/sci/ - Science & Math

>>9762394
its shit. You don't need that much preparation just for spivak, just look at how many books on proof that list has..

>>9762394
Basic Mathematics or Principles of Advanced Mathematics -> Book of Proof or How to Prove it or A Transition to Advanced Mathematics -> Calculus. The rest is optional and most can be read at any time, preferably after Basic Mathematics/Principles of Advanced Mathematics.

>>9762394
Have you tried looking at the sticky?
Why doesn't anyone read the fucking sticky?

>>9762606
Thanks for responding. I’ll do this while concurrently polishing up on basic stuff on Khan Academy like the sticky suggests.

>>9762788
You actually read the sticky!
I'm glad my reply did something positive.

>>9762394
>How trustworthy is this guide?
Not at all, it's a memelist.

>Is there a better one?
Yep, here you go.

High School:
• Euclidean geometry, complex numbers, scalar multiplication, Cauchy-Bunyakovskii inequality. Introduction to quantum mechanics (Kostrikin-Manin). Groups of transformations of a plane and space. Derivation of trigonometric identities. Geometry on the upper half-plane (Lobachevsky). Properties of inversion. The action of fractional-linear transformations.
• Rings, fields. Linear algebra, finite groups, Galois theory. Proof of Abel's theorem. Basis, rank, determinants, classical Lie groups. Dedekind cuts. Construction of real and complex numbers. Definition of the tensor product of vector spaces.
• Set theory. Zorn's lemma. Completely ordered sets. Cauchy-Hamel basis. Cantor-Bernstein theorem.
• Metric spaces. Set-theoretic topology (definition of continuous mappings, compactness, proper mappings). Definition of compactness in terms of convergent sequences for spaces with a countable base. Homotopy, fundamental group, homotopy equivalence.
• p-adic numbers, Ostrovsky's theorem, multiplication and division of p-adic numbers by hand.
• Differentiation, integration, Newton-Leibniz formula. Delta-epsilon formalism.

[Work to complete]: Copy the forum thread above about the math study guide word for word, from its first line to its last.

[Dataset rows]:
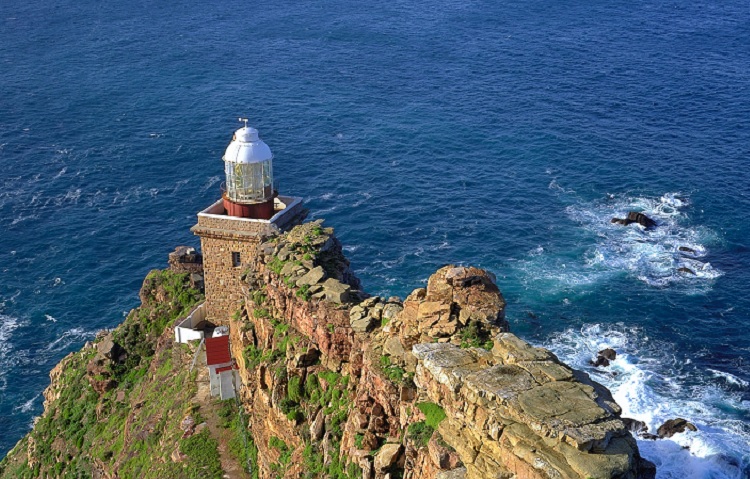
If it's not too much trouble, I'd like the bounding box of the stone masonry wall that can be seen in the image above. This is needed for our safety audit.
[192,200,304,323]
[201,236,260,324]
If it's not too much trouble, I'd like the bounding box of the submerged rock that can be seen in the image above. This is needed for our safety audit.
[611,211,657,228]
[656,417,698,439]
[591,348,617,367]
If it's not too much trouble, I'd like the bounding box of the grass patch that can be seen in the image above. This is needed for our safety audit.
[406,421,435,447]
[417,402,446,429]
[459,321,494,351]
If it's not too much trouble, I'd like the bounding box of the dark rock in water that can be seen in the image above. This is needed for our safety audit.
[656,417,698,439]
[591,348,617,367]
[638,457,656,479]
[591,356,609,368]
[598,348,617,361]
[611,211,656,228]
[622,417,648,436]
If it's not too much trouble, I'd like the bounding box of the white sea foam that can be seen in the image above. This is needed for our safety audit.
[201,176,221,191]
[544,324,750,479]
[708,368,750,388]
[44,328,96,352]
[10,214,39,226]
[0,313,23,391]
[517,191,723,293]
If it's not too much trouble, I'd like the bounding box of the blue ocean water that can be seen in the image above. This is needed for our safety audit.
[0,0,750,478]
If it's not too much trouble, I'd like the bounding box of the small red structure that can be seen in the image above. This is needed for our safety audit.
[206,336,232,367]
[206,336,240,399]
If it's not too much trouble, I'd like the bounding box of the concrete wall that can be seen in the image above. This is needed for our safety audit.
[174,302,206,343]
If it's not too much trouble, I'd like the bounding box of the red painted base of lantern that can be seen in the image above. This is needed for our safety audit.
[222,193,274,220]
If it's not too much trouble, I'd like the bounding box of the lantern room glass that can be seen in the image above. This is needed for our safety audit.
[224,159,273,203]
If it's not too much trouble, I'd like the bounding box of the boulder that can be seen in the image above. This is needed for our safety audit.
[435,467,466,479]
[323,278,352,303]
[375,444,401,473]
[383,336,405,359]
[656,417,698,439]
[297,266,326,286]
[427,433,461,470]
[96,334,122,361]
[362,431,379,451]
[294,348,320,368]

[Correct answer]:
/sci/ - Science & Math

>>9762394
its shit. You don't need that much preparation just for spivak, just look at how many books on proof that list has..

>>9762394
Basic Mathematics or Principles of Advanced Mathematics -> Book of Proof or How to Prove it or A Transition to Advanced Mathematics -> Calculus. The rest is optional and most can be read at any time, preferably after Basic Mathematics/Principles of Advanced Mathematics.

>>9762394
Have you tried looking at the sticky?
Why doesn't anyone read the fucking sticky?

>>9762606
Thanks for responding. I’ll do this while concurrently polishing up on basic stuff on Khan Academy like the sticky suggests.

>>9762788
You actually read the sticky!
I'm glad my reply did something positive.

>>9762394
>How trustworthy is this guide?
Not at all, it's a memelist.

>Is there a better one?
Yep, here you go.

High School:
• Euclidean geometry, complex numbers, scalar multiplication, Cauchy-Bunyakovskii inequality. Introduction to quantum mechanics (Kostrikin-Manin). Groups of transformations of a plane and space. Derivation of trigonometric identities. Geometry on the upper half-plane (Lobachevsky). Properties of inversion. The action of fractional-linear transformations.
• Rings, fields. Linear algebra, finite groups, Galois theory. Proof of Abel's theorem. Basis, rank, determinants, classical Lie groups. Dedekind cuts. Construction of real and complex numbers. Definition of the tensor product of vector spaces.
• Set theory. Zorn's lemma. Completely ordered sets. Cauchy-Hamel basis. Cantor-Bernstein theorem.
• Metric spaces. Set-theoretic topology (definition of continuous mappings, compactness, proper mappings). Definition of compactness in terms of convergent sequences for spaces with a countable base. Homotopy, fundamental group, homotopy equivalence.
• p-adic numbers, Ostrovsky's theorem, multiplication and division of p-adic numbers by hand.
• Differentiation, integration, Newton-Leibniz formula. Delta-epsilon formalism.